**Written instruction**
Locate every line in the rows below that contains the word "frond", and copy each of those lines out in full. Case counts, so a match must have the same capitalization.

Segmentation dataset records:

________________________________________

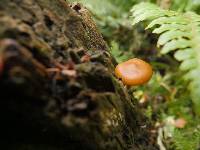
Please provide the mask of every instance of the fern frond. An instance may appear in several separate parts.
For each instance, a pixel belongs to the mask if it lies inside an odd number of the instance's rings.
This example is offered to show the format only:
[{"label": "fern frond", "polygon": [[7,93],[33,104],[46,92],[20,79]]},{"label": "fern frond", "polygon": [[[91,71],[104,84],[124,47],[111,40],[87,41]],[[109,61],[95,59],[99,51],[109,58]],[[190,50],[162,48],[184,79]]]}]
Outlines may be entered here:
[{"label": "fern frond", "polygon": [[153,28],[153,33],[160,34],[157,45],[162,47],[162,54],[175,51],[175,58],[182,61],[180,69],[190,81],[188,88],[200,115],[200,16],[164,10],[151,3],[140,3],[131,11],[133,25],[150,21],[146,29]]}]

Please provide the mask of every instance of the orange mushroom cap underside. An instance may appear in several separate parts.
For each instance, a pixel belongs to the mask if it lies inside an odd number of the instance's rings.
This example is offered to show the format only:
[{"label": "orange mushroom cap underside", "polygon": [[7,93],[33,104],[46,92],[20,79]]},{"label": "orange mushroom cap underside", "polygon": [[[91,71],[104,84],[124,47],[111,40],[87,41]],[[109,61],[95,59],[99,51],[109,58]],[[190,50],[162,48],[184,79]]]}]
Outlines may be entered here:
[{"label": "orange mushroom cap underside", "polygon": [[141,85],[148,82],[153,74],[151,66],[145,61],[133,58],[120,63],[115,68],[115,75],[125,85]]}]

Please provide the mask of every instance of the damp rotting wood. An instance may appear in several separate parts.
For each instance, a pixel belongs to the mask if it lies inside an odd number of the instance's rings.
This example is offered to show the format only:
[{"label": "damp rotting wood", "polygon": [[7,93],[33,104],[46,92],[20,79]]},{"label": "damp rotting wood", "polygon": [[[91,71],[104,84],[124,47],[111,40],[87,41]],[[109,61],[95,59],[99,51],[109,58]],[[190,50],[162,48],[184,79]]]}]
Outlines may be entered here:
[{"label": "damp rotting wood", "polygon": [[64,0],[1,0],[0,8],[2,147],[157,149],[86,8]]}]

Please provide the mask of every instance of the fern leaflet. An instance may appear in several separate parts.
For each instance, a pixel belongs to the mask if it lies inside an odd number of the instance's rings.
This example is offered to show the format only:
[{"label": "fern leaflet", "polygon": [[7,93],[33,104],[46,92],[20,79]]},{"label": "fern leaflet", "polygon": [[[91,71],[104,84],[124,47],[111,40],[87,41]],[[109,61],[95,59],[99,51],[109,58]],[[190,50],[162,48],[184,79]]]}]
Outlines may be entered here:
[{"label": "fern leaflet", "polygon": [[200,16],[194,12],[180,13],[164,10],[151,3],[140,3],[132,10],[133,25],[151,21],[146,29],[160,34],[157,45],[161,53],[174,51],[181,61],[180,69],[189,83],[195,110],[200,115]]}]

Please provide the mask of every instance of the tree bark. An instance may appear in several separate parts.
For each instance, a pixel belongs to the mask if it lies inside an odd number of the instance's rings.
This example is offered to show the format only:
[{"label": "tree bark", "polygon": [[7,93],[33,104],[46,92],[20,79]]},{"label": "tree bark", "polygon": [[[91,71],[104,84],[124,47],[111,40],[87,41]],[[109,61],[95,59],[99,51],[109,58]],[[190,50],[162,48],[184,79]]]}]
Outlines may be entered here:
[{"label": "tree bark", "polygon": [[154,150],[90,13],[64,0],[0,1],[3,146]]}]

________________________________________

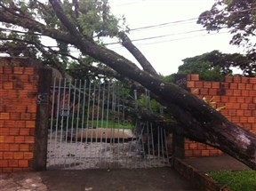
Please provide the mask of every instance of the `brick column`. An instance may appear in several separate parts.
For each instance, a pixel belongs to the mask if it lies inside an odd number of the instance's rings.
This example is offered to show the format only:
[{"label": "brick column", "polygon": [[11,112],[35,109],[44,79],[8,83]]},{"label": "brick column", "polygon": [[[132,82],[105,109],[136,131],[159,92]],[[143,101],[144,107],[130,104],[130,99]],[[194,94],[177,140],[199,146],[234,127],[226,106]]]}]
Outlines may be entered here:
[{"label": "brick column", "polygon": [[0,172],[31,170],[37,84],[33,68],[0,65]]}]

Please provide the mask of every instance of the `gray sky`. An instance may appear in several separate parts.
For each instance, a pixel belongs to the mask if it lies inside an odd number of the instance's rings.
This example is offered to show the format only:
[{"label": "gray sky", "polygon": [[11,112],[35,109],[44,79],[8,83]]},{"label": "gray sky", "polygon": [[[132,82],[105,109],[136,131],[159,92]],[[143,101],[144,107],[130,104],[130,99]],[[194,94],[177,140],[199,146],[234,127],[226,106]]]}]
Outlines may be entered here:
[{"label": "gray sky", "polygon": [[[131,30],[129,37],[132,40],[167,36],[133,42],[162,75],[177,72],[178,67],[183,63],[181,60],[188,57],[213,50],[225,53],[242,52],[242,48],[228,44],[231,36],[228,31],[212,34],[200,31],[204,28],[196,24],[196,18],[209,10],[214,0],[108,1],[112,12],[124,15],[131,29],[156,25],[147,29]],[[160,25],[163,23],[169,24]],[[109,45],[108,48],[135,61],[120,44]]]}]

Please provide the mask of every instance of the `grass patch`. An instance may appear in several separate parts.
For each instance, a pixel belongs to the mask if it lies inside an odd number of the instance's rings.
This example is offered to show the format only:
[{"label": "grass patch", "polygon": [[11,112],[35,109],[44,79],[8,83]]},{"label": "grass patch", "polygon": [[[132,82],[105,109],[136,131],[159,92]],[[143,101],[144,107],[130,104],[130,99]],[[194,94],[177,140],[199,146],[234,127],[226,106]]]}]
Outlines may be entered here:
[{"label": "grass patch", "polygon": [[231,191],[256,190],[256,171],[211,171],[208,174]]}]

________________________________________

**Final result**
Please provide the mask of every instance of the fern frond. An instance may appear in several separate parts.
[{"label": "fern frond", "polygon": [[7,93],[33,104],[46,92],[20,79]]},{"label": "fern frond", "polygon": [[[91,71],[104,84],[124,47],[111,40],[87,41]],[[109,61],[95,59],[99,51],[109,58]],[[190,50],[162,48],[184,79]]]}]
[{"label": "fern frond", "polygon": [[153,28],[153,33],[160,34],[157,45],[162,47],[162,54],[175,51],[175,58],[182,61],[180,69],[190,81],[188,88],[200,115],[200,16],[164,10],[151,3],[140,3],[131,11],[133,25],[150,21],[146,29]]}]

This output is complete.